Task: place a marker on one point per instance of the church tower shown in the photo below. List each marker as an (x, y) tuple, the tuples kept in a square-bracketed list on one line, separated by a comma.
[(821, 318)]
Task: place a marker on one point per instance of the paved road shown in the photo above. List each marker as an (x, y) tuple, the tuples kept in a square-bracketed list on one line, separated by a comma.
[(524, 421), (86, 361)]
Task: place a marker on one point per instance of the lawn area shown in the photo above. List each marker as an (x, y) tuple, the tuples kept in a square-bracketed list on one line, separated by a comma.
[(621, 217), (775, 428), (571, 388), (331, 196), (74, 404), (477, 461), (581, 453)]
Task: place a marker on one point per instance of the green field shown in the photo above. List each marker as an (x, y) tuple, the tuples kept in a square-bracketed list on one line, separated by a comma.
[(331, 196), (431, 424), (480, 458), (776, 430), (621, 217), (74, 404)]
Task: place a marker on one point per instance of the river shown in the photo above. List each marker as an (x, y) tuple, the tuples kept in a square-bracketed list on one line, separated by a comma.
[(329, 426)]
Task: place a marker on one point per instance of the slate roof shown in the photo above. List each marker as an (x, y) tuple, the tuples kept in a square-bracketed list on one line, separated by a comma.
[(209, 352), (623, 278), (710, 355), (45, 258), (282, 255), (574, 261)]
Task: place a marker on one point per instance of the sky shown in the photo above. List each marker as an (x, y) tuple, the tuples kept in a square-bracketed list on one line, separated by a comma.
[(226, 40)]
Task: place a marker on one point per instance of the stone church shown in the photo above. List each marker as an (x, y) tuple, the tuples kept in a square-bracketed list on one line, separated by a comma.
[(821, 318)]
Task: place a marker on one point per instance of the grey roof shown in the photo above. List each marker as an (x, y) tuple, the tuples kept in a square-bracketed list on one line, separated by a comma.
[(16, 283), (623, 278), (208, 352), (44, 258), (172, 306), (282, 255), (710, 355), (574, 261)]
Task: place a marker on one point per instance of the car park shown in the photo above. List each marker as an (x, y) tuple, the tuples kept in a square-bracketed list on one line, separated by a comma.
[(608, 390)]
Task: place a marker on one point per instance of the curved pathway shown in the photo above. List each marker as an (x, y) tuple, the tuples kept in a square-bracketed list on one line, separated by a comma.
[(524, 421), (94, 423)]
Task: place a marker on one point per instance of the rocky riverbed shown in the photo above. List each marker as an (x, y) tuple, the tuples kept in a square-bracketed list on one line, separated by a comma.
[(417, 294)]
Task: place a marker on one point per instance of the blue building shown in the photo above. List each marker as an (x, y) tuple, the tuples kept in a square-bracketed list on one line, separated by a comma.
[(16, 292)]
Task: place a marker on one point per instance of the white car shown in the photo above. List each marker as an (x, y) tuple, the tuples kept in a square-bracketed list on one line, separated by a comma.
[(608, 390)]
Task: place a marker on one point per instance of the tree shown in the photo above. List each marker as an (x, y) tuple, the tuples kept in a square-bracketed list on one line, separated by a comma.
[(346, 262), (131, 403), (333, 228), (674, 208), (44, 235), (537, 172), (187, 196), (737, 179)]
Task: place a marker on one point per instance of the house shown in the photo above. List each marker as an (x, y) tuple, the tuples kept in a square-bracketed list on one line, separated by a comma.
-=-=-
REQUEST: Turn the lines of the records above into a Markdown table with the columns No. and Entry, where No. gives the row number and Entry gives the line, and leave out blank lines. Begin at the line that contains "of the paved" and stop after the line that contains "355), (574, 261)]".

EXERCISE SOLUTION:
| No. | Entry |
|---|---|
| 1 | Task: place a marker on one point per instance of the paved road shown in the photo above. List each marker as an (x, y) tuple, the tuples kept in a square-bracketed list on one line, separated by a comma. |
| 2 | [(524, 421), (86, 361)] |
| 3 | Task: place a marker on one point per instance of the lawn area shown in the photo above. List each marker as an (x, y) tuple, the tuples kept in a square-bracketed list on one line, separated by a comma. |
| 4 | [(621, 217), (775, 428), (571, 388), (331, 196), (74, 404), (477, 461), (581, 453)] |
| 5 | Task: place a marker on one point per instance of the green field shown in the photo above. List each marker as an (x, y) tuple, the tuples kept in a square-bracketed list on one line, separated by a comma. |
| 6 | [(331, 196), (431, 424), (480, 458), (776, 430), (621, 217), (74, 404)] |
| 7 | Task: place a marker on one point per instance of the river shown in the photo above. List each marker as an (x, y) tuple, the tuples kept in a square-bracketed list on one line, separated by a comma. |
| 8 | [(329, 426)] |
| 9 | Task: place a marker on one point per instance of the slate roof shown in the photo above. List each marker as an (x, y) tuple, the tuples kept in a square-bracketed list on one line, separated by a comma. |
| 10 | [(209, 352), (623, 278), (710, 355), (45, 258), (282, 255), (574, 261)] |
| 11 | Task: place a marker on one point per instance of the sky shown in the photo above. List each marker as an (x, y) tuple, the tuples kept in a square-bracketed list on one line, separated by a comma. |
| 12 | [(226, 40)] |
| 13 | Task: place a marker on one point per instance of the stone church shown in the photo above. List each marker as an (x, y) tuple, the tuples kept in a square-bracketed list on one line, separated by a comma. |
| 14 | [(821, 318)] |
| 15 | Task: place a marker on one point per instance of the grey roof shown in the photo above. List each marker as an (x, y) tuple, the tuples kept in a square-bracketed list on one line, separated by a comma. |
| 16 | [(16, 283), (623, 278), (208, 352), (44, 258), (172, 306), (282, 255), (710, 355), (574, 261)] |